> **Questions to answer**:
• 1. In the news briefs, how many doses of antivenin did the Miami Fire Department order in total?
• 2. Copy the news briefs word for word from "Spend more, Siew" up to and including "economy next year.".

> **Extract**:
--------------------------------------------------

■ PUBLIC SERVICE
Changhua top in firefighting
Changhua County ranked first in a national evaluation of firefighting performance, Hsiao Chia-cheng (蕭嘉政), the director-general of the county's Fire Bureau, said on Thursday. The bureau's performance was designated as “excellent” this year, receiving top ratings in five major categories — fire prevention, disaster rescue and relief, local residents' involvement in firefighting efforts, fire disaster investigations and emergency medical treatment. Hsiao said the National Fire Agency conducts the annual evaluation in seven major categories, with more than 200 rating items on each city and county's firefighting performance. The county won fifth place in 2005, third in 2006 and first last year, winning top ratings in four major categories, Hsiao said.
CDC gets antivenin order
The Centers for Disease Control (CDC) said on Thursday it had received orders from the US State of Florida for four kinds of antivenin to combat snakebite. The CDC said the orders from the Miami Fire Department are for antivenin of various well-known venomous snakes, including the Russell's viper and the banded krait. The orders were for four types of antivenin, 20 doses each. The CDC has invited private companies to undertake the production of the total 80 doses of antivenin, with the CDC supplying the development know-how, CDC officials said. The CDC said it had received more than 20 orders since 2003 from the US, the UK, the Netherlands and Israel for antivenin, with sales totaling nearly NT$3 million (US$90,100). The CDC, quoting WHO statistics, said that about 125,000 people die from snake bites worldwide each year, while only 22 pharmaceutical companies from 17 countries are capable of producing antivenin.
US university offers tuition
The University of South Carolina, which maintains academic exchanges with several universities in Taiwan, is offering tuition privileges to Taiwanese pursuing advanced studies at the university beginning next year, a faculty source said on Thursday. Taiwanese admitted for studies next year will be charged preferential tuition rates previously reserved only for students from South Carolina, the source said. The university, which maintains academic exchanges with the Taipei-based National Taiwan University and Ming Chuan University, as well as Taichung's China Medical University, has also decided to hire several teachers from Taiwan to teach Mandarin starting next year. The university has increased its exchanges with the Taiwanese universities since its president and deputy presidents began making visits to Taiwan several years ago. It has also organized two teams of faculty and student representatives that travel to Taiwan each summer to learn Chinese and attend cultural exchange forums.
Spend more, Siew says
Vice President Vincent Siew (蕭萬長) said yesterday that increased consumer spending was vital to helping the domestic economy gradually recover. Speaking at the opening of IT Month in Taichung, Siew said that while the government was responsible for implementing measures to stimulate the economy, it was more important that consumers have confidence in the economy and increase spending. He said the government had moved to stem a further decline in the economy through its consumer voucher program and public construction projects, which he said could lift the economy next year.

--------------------------------------------------

[Saved data entries]

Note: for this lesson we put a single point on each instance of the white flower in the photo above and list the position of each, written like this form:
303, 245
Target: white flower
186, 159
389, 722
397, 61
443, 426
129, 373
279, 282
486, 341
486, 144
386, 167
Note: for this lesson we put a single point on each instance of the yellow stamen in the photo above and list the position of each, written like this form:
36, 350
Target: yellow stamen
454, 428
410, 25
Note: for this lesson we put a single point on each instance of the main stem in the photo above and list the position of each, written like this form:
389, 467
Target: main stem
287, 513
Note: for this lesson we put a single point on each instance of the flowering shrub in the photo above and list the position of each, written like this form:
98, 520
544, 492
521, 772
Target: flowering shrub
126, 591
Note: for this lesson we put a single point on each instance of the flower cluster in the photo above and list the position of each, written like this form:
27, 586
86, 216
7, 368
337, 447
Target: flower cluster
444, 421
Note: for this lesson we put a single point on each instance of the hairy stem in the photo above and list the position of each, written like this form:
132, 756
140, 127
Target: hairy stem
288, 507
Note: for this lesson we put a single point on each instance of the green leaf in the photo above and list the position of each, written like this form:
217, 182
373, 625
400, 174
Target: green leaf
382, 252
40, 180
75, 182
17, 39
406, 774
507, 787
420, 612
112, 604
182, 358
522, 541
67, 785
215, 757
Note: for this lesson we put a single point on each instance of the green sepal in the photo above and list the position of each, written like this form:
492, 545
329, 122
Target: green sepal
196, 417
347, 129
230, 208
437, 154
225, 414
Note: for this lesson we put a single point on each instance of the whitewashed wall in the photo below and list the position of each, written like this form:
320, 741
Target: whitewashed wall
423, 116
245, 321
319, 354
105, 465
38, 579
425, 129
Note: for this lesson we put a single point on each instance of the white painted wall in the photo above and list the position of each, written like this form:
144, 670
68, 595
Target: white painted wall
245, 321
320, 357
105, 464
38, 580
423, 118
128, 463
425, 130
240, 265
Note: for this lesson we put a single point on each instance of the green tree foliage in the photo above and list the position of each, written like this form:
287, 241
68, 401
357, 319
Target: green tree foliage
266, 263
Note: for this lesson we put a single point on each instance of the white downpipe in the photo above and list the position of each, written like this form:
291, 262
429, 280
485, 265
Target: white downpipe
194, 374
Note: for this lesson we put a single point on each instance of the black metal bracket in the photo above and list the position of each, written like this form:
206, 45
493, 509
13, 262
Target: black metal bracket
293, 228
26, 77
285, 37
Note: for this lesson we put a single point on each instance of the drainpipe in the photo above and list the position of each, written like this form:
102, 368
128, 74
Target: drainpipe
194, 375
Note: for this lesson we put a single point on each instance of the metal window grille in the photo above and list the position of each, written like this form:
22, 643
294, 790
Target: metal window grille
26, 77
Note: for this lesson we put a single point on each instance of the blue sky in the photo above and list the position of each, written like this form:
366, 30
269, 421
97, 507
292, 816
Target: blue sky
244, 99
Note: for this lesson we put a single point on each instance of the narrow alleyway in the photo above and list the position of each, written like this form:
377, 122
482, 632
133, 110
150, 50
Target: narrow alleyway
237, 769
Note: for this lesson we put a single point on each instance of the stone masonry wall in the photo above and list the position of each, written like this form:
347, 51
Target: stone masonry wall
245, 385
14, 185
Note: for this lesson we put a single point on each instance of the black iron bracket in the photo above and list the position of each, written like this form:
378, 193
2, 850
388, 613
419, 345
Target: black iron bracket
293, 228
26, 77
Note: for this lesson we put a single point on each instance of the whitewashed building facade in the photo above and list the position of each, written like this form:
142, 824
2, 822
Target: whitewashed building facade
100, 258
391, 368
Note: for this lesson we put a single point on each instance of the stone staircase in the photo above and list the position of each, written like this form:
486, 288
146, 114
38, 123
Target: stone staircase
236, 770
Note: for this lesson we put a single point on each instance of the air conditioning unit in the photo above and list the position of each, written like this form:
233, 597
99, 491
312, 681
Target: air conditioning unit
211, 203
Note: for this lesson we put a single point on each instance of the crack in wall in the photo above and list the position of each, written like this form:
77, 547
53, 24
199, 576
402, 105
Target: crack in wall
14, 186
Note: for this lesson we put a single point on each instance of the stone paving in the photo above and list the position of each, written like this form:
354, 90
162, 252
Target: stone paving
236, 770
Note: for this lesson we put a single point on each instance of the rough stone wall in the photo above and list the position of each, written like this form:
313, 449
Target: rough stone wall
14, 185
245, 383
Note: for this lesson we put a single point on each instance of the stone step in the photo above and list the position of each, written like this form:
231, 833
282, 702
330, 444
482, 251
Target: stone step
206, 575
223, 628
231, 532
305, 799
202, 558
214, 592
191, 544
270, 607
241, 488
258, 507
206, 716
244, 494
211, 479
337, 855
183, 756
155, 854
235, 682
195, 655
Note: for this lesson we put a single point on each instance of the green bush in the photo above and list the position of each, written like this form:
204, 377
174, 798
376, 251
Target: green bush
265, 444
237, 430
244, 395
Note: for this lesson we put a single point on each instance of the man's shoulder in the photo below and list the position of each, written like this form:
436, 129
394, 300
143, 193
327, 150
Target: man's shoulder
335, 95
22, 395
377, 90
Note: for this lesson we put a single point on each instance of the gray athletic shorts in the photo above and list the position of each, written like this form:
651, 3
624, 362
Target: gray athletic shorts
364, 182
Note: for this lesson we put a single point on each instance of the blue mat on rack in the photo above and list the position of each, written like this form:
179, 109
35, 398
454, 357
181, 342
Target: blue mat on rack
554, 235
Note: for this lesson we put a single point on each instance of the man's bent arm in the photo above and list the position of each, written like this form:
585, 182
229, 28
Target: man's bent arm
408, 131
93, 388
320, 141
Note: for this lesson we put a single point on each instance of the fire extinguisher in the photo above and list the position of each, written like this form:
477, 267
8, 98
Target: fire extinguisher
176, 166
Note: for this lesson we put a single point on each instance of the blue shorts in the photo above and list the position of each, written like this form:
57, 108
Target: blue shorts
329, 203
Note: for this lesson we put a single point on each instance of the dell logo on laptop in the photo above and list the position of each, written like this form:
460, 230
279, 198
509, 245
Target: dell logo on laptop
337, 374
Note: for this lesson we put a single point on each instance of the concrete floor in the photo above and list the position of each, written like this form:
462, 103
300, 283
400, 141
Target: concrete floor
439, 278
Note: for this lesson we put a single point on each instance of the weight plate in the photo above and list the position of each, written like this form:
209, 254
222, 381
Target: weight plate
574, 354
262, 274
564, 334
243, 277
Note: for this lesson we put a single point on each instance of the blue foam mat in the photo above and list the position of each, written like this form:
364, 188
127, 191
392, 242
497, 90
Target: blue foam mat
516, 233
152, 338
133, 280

--------------------------------------------------

> **Solutions below**:
• 1. 80 doses: four types of antivenin, 20 doses each.

• 2.
Spend more, Siew says
Vice President Vincent Siew (蕭萬長) said yesterday that increased consumer spending was vital to helping the domestic economy gradually recover. Speaking at the opening of IT Month in Taichung, Siew said that while the government was responsible for implementing measures to stimulate the economy, it was more important that consumers have confidence in the economy and increase spending. He said the government had moved to stem a further decline in the economy through its consumer voucher program and public construction projects, which he said could lift the economy next year.